--- INFORMATION SUPPLIED ---
◇ ◇ ◇ ◇ ◇ ◇ ◇

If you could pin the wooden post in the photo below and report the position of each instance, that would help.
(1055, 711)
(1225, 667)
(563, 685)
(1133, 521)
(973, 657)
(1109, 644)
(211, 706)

◇ ◇ ◇ ◇ ◇ ◇ ◇

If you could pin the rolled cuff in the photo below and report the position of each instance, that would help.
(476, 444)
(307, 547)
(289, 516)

◇ ◇ ◇ ◇ ◇ ◇ ◇

--- REQUIRED TASK ---
Please list each line of the entries above that contains the word "could", copying every such line in full.

--- WRITTEN SOLUTION ---
If you could pin the wooden post in the photo below and report the position of each instance, that would help.
If you could pin the rolled cuff in the photo below and report the position of each instance, that would help.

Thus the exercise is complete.